(Dataset records)
----
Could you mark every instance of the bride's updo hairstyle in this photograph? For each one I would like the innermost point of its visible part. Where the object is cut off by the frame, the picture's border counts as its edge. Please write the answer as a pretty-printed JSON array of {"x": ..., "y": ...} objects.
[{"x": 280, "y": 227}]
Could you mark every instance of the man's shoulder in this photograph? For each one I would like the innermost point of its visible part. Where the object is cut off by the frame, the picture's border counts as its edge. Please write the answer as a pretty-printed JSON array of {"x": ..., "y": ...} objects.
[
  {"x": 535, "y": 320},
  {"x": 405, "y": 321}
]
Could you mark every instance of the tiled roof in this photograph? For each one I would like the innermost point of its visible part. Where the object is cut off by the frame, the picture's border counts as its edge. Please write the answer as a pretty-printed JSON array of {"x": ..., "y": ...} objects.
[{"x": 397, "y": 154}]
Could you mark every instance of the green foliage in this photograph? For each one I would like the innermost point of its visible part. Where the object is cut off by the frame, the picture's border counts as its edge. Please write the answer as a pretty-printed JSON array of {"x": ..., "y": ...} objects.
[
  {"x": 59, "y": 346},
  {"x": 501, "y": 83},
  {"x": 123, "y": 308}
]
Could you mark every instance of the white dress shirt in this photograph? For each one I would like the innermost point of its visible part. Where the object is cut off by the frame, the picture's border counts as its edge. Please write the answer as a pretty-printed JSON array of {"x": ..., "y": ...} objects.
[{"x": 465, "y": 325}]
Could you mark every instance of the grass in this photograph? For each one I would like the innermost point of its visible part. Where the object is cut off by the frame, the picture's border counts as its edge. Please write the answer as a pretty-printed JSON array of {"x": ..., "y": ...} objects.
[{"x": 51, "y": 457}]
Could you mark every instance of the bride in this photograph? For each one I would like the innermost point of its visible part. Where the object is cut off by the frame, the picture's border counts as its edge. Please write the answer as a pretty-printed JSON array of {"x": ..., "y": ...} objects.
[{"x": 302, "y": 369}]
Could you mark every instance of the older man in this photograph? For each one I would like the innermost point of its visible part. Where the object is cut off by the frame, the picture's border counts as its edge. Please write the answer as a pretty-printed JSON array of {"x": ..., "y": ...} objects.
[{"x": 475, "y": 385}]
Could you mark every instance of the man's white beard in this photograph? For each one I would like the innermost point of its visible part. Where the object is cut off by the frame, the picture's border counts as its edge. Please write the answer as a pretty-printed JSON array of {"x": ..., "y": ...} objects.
----
## WHAT THE TASK REQUIRES
Lay out the lines from the one containing "Could you mark every instance of the bride in" through the end of the entries as a JSON list of strings, one string per line, with blank lines left out.

## RESPONSE BELOW
[
  "Could you mark every instance of the bride in this photograph? For each one I would like the innermost point of its visible part. Where the object is cut off by the frame, the picture's border counts as its edge. Please write the answer as a pretty-printed JSON array of {\"x\": ..., \"y\": ...} objects.",
  "[{\"x\": 302, \"y\": 369}]",
  "Could you mark every instance of the older man in this photograph? For each one I would like the innermost point of its visible part. Where the object is cut off by the frame, the picture's border counts as its edge. Please write the answer as a pretty-printed JSON array of {\"x\": ..., \"y\": ...} objects.",
  "[{\"x\": 475, \"y\": 385}]",
  "Could you mark every instance of the man's white beard in this photograph? For each one I would like the innermost point of its visible part. Where the object is cut off by the frame, the picture's border counts as its edge. Please write the answer as a pretty-printed JSON array of {\"x\": ..., \"y\": ...} objects."
]